TEXT PASSAGE:
“Planning not to retire is simply not a viable retirement strategy.” — Catherine Collinson, Transamerica Center for Retirement Studies
The Hazard Identification and Risk Assessment (HIRA) process is an important component of a facility's strategy to managing the risks associated with process hazards. The common techniques that are applied to new designs, such as What-If Analysis and HazOp Analysis, are generally applied with consistency and rigor in the Chemical Processing Industries (CPI). In addition, modifications that occur during the “in service” portion of the equipment lifecycle are typically evaluated according to Management Of Change (MOC) practices. However, the quiescent period that follows this “in service” portion of the equipment lifecycle generally receives less attention, but may continue to threaten the business with a variety of risks. Further, this equipment can present unique challenges in terms of managing those risks.

WHAT IS BEING ASKED:
Continue the text on hazard assessment for process equipment past its in-service period, starting after its last sentence. The data that comes next is from a different source than the text above.

RECORDED INFORMATION:
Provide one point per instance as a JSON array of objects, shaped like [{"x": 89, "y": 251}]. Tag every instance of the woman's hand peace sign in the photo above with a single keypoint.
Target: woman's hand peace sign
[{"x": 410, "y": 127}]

RESULT BELOW:
The term “Out Of Service Equipment” (OOSE) encompasses several lesser categories, including those of Abandoned, Decommissioned and Mothballed, all of which are later defined herein. In the absence of a robust and comprehensive OOSE program, process hazards such as fires, explosions, and toxic exposures can remain imminently present or slowly materialize over time, even after the equipment is no longer in-service. This paper examines the hazards associated with OOSE, using short case studies to illustrate the points. Additionally, an approach to identifying and managing the risks associated with OOSE in existing facilities is discussed.